What the task requires:
Go through the records and copy each line where the word "below" occurs.
[Extracted information — start]
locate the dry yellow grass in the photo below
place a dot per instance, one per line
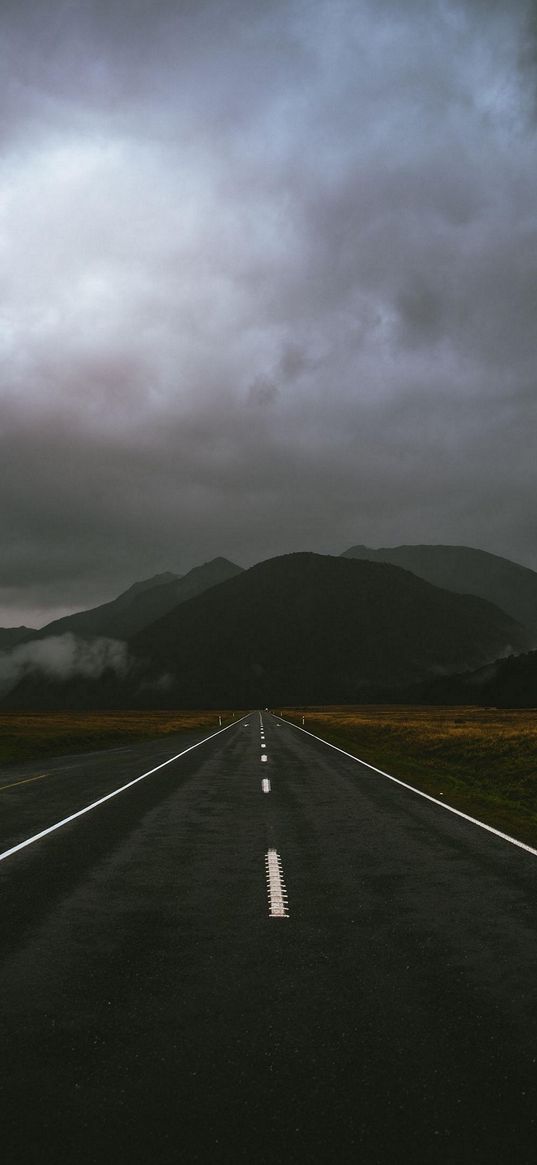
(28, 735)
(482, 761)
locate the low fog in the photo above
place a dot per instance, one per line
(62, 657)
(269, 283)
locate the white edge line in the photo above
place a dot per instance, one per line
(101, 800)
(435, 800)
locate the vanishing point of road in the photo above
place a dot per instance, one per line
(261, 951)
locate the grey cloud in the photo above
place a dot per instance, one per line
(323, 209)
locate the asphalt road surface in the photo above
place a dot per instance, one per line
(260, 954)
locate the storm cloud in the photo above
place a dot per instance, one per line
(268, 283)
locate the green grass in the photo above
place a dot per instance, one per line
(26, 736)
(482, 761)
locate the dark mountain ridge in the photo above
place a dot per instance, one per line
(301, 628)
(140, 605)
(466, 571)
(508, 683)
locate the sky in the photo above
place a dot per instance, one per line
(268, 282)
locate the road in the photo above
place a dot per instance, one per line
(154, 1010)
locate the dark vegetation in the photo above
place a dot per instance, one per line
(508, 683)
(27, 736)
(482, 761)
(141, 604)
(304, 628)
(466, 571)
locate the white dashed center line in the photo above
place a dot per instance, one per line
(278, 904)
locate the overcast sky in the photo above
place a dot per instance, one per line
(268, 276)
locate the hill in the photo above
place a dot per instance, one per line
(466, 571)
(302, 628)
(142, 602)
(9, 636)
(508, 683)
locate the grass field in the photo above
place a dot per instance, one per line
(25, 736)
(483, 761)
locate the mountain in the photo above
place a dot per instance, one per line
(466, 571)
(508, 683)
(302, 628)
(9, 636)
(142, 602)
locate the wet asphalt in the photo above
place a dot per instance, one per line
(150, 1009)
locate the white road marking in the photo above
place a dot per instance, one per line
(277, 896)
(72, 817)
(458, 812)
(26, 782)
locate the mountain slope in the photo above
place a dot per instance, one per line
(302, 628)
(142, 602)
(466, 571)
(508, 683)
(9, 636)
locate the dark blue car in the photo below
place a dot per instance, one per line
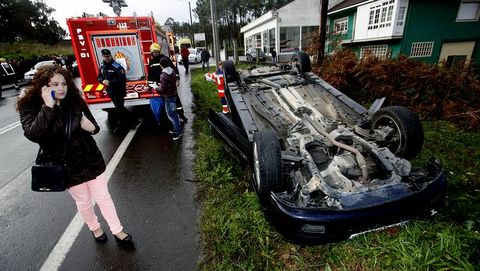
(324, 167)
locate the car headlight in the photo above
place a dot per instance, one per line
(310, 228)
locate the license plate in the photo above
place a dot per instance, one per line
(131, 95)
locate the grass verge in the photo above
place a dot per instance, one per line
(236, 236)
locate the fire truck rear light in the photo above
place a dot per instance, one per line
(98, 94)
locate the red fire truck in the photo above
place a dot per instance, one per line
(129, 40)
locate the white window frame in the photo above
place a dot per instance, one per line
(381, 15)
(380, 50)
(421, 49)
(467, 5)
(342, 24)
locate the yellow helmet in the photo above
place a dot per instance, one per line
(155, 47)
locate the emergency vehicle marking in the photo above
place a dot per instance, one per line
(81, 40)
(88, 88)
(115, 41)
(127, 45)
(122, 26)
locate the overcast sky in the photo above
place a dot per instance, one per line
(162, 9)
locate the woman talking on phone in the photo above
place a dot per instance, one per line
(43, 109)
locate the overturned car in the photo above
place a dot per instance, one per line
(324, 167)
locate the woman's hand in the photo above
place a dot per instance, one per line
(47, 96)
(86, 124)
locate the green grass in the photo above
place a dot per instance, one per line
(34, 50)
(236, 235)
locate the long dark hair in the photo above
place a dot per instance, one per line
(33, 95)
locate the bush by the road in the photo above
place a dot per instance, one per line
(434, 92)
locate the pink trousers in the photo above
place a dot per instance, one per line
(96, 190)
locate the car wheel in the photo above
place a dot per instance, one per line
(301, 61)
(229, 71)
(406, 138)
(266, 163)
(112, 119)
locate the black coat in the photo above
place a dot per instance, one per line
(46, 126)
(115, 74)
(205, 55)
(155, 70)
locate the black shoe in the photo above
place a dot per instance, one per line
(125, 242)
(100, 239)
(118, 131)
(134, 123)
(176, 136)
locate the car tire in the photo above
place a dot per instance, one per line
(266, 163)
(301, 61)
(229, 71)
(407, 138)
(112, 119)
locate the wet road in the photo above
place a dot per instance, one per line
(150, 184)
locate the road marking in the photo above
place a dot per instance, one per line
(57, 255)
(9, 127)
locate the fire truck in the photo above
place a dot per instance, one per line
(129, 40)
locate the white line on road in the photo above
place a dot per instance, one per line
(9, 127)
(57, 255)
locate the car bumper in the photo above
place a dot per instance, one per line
[Extracted information — finish]
Answer box:
locate the dry yellow grass in the photo below
locate the dark blue car in the photo below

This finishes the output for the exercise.